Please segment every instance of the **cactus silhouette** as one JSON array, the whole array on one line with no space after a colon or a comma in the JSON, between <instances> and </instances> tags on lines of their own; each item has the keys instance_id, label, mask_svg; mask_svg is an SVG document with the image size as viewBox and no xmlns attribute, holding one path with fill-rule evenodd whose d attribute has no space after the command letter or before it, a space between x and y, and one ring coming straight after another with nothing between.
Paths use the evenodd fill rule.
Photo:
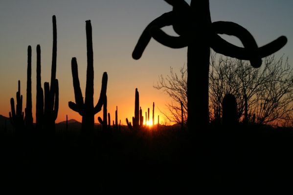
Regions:
<instances>
[{"instance_id":1,"label":"cactus silhouette","mask_svg":"<svg viewBox=\"0 0 293 195\"><path fill-rule=\"evenodd\" d=\"M135 117L133 125L134 128L137 129L139 125L139 94L137 91L137 88L135 88Z\"/></svg>"},{"instance_id":2,"label":"cactus silhouette","mask_svg":"<svg viewBox=\"0 0 293 195\"><path fill-rule=\"evenodd\" d=\"M31 96L31 47L27 47L27 70L26 78L26 105L24 109L24 122L27 130L33 129L33 114Z\"/></svg>"},{"instance_id":3,"label":"cactus silhouette","mask_svg":"<svg viewBox=\"0 0 293 195\"><path fill-rule=\"evenodd\" d=\"M142 110L139 107L139 126L142 127L143 124L143 116L142 116Z\"/></svg>"},{"instance_id":4,"label":"cactus silhouette","mask_svg":"<svg viewBox=\"0 0 293 195\"><path fill-rule=\"evenodd\" d=\"M143 31L132 54L135 59L141 57L152 37L161 44L172 48L188 47L187 49L187 124L199 126L209 122L208 72L210 48L225 56L249 60L254 67L261 65L262 58L280 49L287 43L281 36L258 47L250 33L232 22L211 22L209 1L191 0L189 5L184 0L165 0L173 10L152 21ZM172 25L179 35L167 35L161 28ZM234 45L220 37L227 34L239 38L244 47Z\"/></svg>"},{"instance_id":5,"label":"cactus silhouette","mask_svg":"<svg viewBox=\"0 0 293 195\"><path fill-rule=\"evenodd\" d=\"M15 132L18 133L23 130L24 127L24 115L23 112L23 95L21 94L21 81L18 81L18 90L16 92L16 108L15 107L14 99L10 99L11 112L9 112L10 122L15 129Z\"/></svg>"},{"instance_id":6,"label":"cactus silhouette","mask_svg":"<svg viewBox=\"0 0 293 195\"><path fill-rule=\"evenodd\" d=\"M155 125L155 102L153 102L153 125Z\"/></svg>"},{"instance_id":7,"label":"cactus silhouette","mask_svg":"<svg viewBox=\"0 0 293 195\"><path fill-rule=\"evenodd\" d=\"M127 126L128 127L128 129L133 129L132 125L131 125L131 122L129 122L128 121L128 118L126 118L126 123L127 124Z\"/></svg>"},{"instance_id":8,"label":"cactus silhouette","mask_svg":"<svg viewBox=\"0 0 293 195\"><path fill-rule=\"evenodd\" d=\"M68 102L69 107L74 111L78 112L82 116L82 132L91 133L93 131L94 115L102 109L106 97L108 75L105 72L102 78L102 87L99 100L95 106L93 106L93 56L92 51L92 40L91 24L90 20L86 21L87 32L87 50L88 65L87 68L87 84L86 97L84 102L81 89L79 84L77 62L75 58L71 60L71 71L73 81L73 88L75 103Z\"/></svg>"},{"instance_id":9,"label":"cactus silhouette","mask_svg":"<svg viewBox=\"0 0 293 195\"><path fill-rule=\"evenodd\" d=\"M53 23L53 49L50 84L45 82L42 88L41 78L41 47L37 46L37 98L36 108L36 128L44 127L46 131L55 131L59 109L59 85L56 78L57 65L57 27L56 16L52 17Z\"/></svg>"},{"instance_id":10,"label":"cactus silhouette","mask_svg":"<svg viewBox=\"0 0 293 195\"><path fill-rule=\"evenodd\" d=\"M105 131L107 130L107 96L105 98L104 100L104 104L103 105L103 119L100 117L98 117L98 120L102 124L102 129ZM110 115L110 113L109 113Z\"/></svg>"},{"instance_id":11,"label":"cactus silhouette","mask_svg":"<svg viewBox=\"0 0 293 195\"><path fill-rule=\"evenodd\" d=\"M233 126L237 123L237 104L232 94L226 94L223 100L223 123L226 126Z\"/></svg>"}]
</instances>

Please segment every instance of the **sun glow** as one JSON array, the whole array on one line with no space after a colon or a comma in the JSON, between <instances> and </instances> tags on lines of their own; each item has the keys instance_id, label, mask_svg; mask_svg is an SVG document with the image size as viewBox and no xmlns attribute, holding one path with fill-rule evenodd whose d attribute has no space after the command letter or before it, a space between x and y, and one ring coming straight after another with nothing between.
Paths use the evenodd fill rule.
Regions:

> **STATED GOAL**: Rewrite the rows above as a Markdown table with the columns "Row" and "Line", one line per table row. Skip blank lines and leave out the pictures.

> **RESULT BELOW**:
| Row | Line |
|---|---|
| 1 | Please segment every instance of the **cactus silhouette** as one JSON array, the whole array on one line with no space after a colon or a comma in the JSON, between <instances> and </instances> tags on lines of their own; each item has the keys instance_id, label, mask_svg; mask_svg is an SVG document with the image size as viewBox and no xmlns attribute, holding one path with fill-rule evenodd whose d attribute has no space after the command letter or before it, a space between x and y, and one ring coming straight after another with nothing between. |
| 2 | Paths use the evenodd fill rule. |
| 3 | Photo: |
| 4 | Regions: |
| 5 | <instances> |
| 6 | [{"instance_id":1,"label":"cactus silhouette","mask_svg":"<svg viewBox=\"0 0 293 195\"><path fill-rule=\"evenodd\" d=\"M135 117L133 125L134 128L137 129L139 125L139 94L137 91L137 88L135 88Z\"/></svg>"},{"instance_id":2,"label":"cactus silhouette","mask_svg":"<svg viewBox=\"0 0 293 195\"><path fill-rule=\"evenodd\" d=\"M31 96L31 47L27 47L27 70L26 78L26 105L24 109L24 122L27 130L33 129L33 114Z\"/></svg>"},{"instance_id":3,"label":"cactus silhouette","mask_svg":"<svg viewBox=\"0 0 293 195\"><path fill-rule=\"evenodd\" d=\"M142 110L139 107L139 126L142 127L143 124L143 116L142 116Z\"/></svg>"},{"instance_id":4,"label":"cactus silhouette","mask_svg":"<svg viewBox=\"0 0 293 195\"><path fill-rule=\"evenodd\" d=\"M143 31L132 54L135 59L141 57L152 37L161 44L172 48L188 47L187 49L187 124L199 126L209 122L208 72L210 48L225 56L249 60L254 67L261 65L262 58L280 49L287 43L281 36L258 47L250 33L232 22L211 22L209 1L191 0L189 5L184 0L165 0L173 10L152 21ZM172 25L179 35L167 35L161 28ZM234 45L220 37L227 34L239 38L244 47Z\"/></svg>"},{"instance_id":5,"label":"cactus silhouette","mask_svg":"<svg viewBox=\"0 0 293 195\"><path fill-rule=\"evenodd\" d=\"M15 132L18 133L23 130L24 127L24 115L23 112L23 95L21 94L21 81L18 81L18 90L16 92L16 108L15 107L14 99L10 99L11 112L9 112L10 122L15 129Z\"/></svg>"},{"instance_id":6,"label":"cactus silhouette","mask_svg":"<svg viewBox=\"0 0 293 195\"><path fill-rule=\"evenodd\" d=\"M155 125L155 102L153 102L153 125Z\"/></svg>"},{"instance_id":7,"label":"cactus silhouette","mask_svg":"<svg viewBox=\"0 0 293 195\"><path fill-rule=\"evenodd\" d=\"M127 126L128 127L128 129L133 129L132 125L131 125L131 122L129 122L128 121L128 118L126 118L126 123L127 124Z\"/></svg>"},{"instance_id":8,"label":"cactus silhouette","mask_svg":"<svg viewBox=\"0 0 293 195\"><path fill-rule=\"evenodd\" d=\"M68 102L69 107L74 111L78 112L82 116L82 132L91 133L93 131L94 115L102 109L106 97L108 75L105 72L102 78L102 87L99 100L95 106L93 106L93 56L92 51L92 40L91 24L90 20L86 21L87 32L87 50L88 65L87 68L87 84L86 97L84 102L81 89L79 84L77 62L75 58L71 60L71 71L73 81L73 88L75 103Z\"/></svg>"},{"instance_id":9,"label":"cactus silhouette","mask_svg":"<svg viewBox=\"0 0 293 195\"><path fill-rule=\"evenodd\" d=\"M53 23L53 49L50 84L45 82L42 88L41 78L41 47L37 46L37 98L36 108L36 128L44 127L46 131L55 131L59 109L59 85L56 78L57 65L57 27L56 16L52 17Z\"/></svg>"},{"instance_id":10,"label":"cactus silhouette","mask_svg":"<svg viewBox=\"0 0 293 195\"><path fill-rule=\"evenodd\" d=\"M105 131L107 130L107 96L105 98L104 100L104 104L103 105L103 119L100 117L98 117L98 120L102 124L102 129ZM110 115L110 113L109 113Z\"/></svg>"},{"instance_id":11,"label":"cactus silhouette","mask_svg":"<svg viewBox=\"0 0 293 195\"><path fill-rule=\"evenodd\" d=\"M233 126L237 123L237 104L232 94L226 94L223 100L223 123L226 126Z\"/></svg>"}] |
| 7 | </instances> |
| 8 | Please segment every instance of the **sun glow** as one JSON array, the whole array on one line with no space after a colon or a comma in the JSON, between <instances> and </instances> tags on lines of their own; each item has the keys instance_id, label, mask_svg; mask_svg is an SVG document with the image size as viewBox and no xmlns attribute, holding one path with fill-rule evenodd whose d attribute has no space after the command letter or before it, a space between x and y, and one ring coming straight after another with nothing between. |
| 9 | Paths use the evenodd fill rule. |
| 10 | Regions: |